Work to be completed
Put the lines from the one containing "In this picture, where can the dark horizon" through the last line into a JSON list of strings, one string per line, with blank lines left out.

>> START

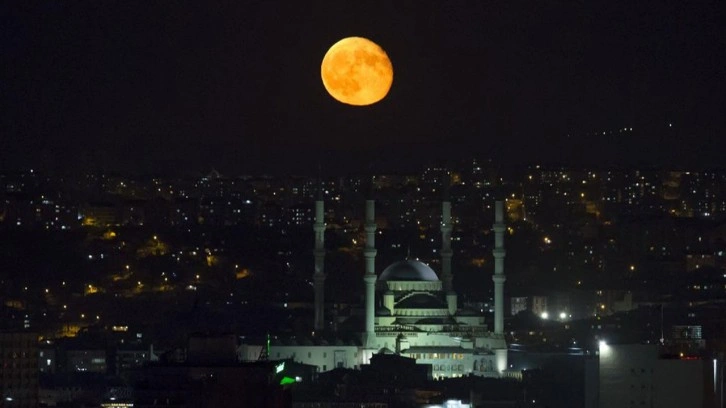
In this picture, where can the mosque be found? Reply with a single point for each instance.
(409, 310)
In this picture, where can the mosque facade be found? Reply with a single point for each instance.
(409, 310)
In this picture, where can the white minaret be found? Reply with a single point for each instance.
(319, 253)
(499, 277)
(446, 252)
(370, 276)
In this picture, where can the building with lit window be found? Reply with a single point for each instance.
(19, 369)
(409, 310)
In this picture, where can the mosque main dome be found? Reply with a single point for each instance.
(408, 270)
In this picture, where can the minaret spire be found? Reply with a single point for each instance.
(446, 228)
(499, 277)
(319, 254)
(370, 275)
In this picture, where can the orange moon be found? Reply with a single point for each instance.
(356, 71)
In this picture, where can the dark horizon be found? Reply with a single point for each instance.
(139, 87)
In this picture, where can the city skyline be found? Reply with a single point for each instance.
(151, 88)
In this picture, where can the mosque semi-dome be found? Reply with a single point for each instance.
(408, 270)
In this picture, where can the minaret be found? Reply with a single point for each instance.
(499, 277)
(370, 276)
(446, 251)
(319, 253)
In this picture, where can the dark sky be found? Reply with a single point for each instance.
(174, 86)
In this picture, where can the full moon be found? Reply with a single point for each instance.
(356, 71)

>> END

Reply to the exercise
[
  "In this picture, where can the dark horizon be found? Reply with a single point for each instance.",
  "(139, 87)",
  "In this picture, where can the city skyline be found? Reply with a single point for each instance.",
  "(151, 88)",
  "In this picture, where can the mosque semi-dome be found? Reply with a single point for each instance.",
  "(408, 270)",
  "In this picture, where can the minaret be found? Reply with a single point for each instance.",
  "(499, 277)",
  "(370, 276)",
  "(446, 251)",
  "(319, 253)",
  "In this picture, where can the dark sky be found? Reply with a single point for each instance.",
  "(174, 86)",
  "In this picture, where can the full moon be found? Reply with a single point for each instance.",
  "(356, 71)"
]